WHAT IS REQUIRED:
In the records below, find the line containing "Target: rooftop surface", then extract that line and all subsequent lines exactly, leaving out everything else.

Records from a point labeling set:
⟨
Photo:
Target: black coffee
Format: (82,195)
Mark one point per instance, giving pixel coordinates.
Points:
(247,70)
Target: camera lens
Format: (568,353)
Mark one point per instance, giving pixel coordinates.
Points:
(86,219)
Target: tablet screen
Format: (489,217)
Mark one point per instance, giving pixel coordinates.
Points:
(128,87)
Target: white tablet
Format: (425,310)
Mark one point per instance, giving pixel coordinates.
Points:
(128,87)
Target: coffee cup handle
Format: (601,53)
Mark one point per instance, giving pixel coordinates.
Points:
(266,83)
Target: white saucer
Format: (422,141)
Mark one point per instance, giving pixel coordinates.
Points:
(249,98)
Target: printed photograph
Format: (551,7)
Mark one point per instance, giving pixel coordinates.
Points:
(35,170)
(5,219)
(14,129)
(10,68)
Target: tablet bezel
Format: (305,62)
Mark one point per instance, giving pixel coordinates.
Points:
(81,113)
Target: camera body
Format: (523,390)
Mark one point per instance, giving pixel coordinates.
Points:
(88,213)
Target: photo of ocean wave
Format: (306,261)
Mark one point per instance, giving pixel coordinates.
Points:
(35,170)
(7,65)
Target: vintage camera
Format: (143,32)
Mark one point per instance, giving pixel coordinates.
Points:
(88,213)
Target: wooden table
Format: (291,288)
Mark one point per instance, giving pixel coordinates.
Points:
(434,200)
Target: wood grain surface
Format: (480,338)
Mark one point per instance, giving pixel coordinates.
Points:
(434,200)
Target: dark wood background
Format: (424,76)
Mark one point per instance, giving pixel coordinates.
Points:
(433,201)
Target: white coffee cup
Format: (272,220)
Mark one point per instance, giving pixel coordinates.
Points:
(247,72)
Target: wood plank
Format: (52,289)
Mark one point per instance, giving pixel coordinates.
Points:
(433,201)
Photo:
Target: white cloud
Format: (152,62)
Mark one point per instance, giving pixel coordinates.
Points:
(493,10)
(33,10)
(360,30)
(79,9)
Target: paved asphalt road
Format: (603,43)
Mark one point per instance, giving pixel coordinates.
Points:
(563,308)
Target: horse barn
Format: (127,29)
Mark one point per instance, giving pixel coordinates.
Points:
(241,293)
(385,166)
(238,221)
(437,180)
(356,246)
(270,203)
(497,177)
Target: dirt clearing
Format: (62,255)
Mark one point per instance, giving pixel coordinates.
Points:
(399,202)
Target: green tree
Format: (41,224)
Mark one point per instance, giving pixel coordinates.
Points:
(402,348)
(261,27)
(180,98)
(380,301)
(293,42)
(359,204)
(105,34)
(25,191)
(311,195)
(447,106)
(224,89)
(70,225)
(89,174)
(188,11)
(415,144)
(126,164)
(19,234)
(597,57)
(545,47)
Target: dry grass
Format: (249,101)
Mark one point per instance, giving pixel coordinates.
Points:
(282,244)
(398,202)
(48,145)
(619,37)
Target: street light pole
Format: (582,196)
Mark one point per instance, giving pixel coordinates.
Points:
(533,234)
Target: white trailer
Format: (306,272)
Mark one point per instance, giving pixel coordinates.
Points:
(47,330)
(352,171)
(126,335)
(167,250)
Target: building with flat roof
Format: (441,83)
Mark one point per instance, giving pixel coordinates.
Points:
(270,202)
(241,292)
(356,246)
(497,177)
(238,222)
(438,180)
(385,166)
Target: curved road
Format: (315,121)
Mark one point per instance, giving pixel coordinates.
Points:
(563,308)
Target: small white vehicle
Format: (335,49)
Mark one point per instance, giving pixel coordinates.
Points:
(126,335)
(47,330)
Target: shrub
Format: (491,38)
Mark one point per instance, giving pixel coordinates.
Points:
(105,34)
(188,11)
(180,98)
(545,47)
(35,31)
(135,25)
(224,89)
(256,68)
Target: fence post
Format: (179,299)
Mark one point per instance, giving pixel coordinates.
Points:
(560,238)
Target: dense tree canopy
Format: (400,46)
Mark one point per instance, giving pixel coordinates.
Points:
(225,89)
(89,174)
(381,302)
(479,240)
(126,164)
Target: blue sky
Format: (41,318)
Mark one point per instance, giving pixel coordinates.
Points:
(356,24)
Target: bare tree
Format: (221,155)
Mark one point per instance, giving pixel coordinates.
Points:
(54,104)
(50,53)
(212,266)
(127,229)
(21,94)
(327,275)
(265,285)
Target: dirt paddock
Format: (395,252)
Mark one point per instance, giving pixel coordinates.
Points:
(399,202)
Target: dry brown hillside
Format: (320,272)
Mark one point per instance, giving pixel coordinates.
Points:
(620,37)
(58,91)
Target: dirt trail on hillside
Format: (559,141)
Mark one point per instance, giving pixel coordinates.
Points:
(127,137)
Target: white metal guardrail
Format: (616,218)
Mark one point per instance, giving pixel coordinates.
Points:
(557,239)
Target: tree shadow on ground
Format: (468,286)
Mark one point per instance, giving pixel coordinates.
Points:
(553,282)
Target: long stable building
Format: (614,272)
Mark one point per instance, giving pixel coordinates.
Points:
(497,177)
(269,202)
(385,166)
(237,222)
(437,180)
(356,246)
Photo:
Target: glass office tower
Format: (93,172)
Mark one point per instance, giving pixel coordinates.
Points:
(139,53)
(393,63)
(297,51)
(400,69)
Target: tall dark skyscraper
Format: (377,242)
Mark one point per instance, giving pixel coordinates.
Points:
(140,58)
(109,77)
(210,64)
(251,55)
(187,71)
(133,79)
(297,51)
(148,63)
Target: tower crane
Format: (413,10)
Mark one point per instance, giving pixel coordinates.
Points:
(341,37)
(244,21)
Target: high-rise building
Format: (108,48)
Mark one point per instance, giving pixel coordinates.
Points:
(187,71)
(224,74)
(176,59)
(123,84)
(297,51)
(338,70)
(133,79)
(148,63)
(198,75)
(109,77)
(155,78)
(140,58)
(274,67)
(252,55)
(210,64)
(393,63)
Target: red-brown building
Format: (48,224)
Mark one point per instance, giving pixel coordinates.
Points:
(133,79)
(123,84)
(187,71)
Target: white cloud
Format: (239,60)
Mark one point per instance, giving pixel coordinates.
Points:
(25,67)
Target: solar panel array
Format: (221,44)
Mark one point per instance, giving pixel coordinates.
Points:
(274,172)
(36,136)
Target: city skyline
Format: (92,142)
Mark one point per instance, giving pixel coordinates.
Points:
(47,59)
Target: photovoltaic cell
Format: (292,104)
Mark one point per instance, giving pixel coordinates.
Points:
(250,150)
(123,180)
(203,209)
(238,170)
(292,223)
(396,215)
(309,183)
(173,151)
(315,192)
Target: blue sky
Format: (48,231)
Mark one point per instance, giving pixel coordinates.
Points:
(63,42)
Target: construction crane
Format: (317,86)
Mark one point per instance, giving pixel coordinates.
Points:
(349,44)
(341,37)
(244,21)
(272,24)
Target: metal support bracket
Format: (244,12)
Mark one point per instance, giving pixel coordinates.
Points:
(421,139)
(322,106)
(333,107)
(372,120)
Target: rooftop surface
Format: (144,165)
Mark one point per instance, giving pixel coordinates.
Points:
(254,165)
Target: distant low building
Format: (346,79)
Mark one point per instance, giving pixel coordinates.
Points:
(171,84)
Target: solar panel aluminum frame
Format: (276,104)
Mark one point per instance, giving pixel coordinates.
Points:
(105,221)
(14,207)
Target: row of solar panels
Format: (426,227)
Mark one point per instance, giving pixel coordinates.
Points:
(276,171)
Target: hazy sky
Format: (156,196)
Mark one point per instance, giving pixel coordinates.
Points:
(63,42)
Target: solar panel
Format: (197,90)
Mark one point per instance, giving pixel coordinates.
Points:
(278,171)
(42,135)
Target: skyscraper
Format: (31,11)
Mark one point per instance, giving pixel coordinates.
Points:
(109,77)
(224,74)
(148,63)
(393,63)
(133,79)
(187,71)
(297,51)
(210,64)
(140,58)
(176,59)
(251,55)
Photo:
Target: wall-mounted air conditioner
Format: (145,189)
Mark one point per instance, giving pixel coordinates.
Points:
⟩
TASK RESPONSE:
Target: rooftop surface
Format: (144,165)
Mark one point per instance, giving pixel coordinates.
Points:
(254,165)
Target: distant low building
Format: (346,79)
Mark one point per instance, giving pixel coordinates.
Points:
(171,84)
Target: solar panel aluminum frame
Format: (276,104)
Mark one point per instance, giving pixel coordinates.
Points:
(105,221)
(14,207)
Target: row of solar panels
Format: (426,227)
Mark one point per instance, giving pixel coordinates.
Points:
(276,171)
Target: hazy sky
Format: (156,196)
Mark one point per instance, giving pixel coordinates.
Points:
(63,42)
Target: solar panel
Format: (197,90)
Mark one point per instance, giving pixel coordinates.
Points:
(278,171)
(42,135)
Target: skyscraper
Format: (31,11)
Mark one point per instance, giving pixel coordinates.
Points:
(109,77)
(224,74)
(148,63)
(393,63)
(133,79)
(187,71)
(297,51)
(210,64)
(140,58)
(176,59)
(251,55)
Photo:
Target: wall-mounted air conditioner
Format: (145,189)
Mark one point per instance, giving pixel coordinates.
Points:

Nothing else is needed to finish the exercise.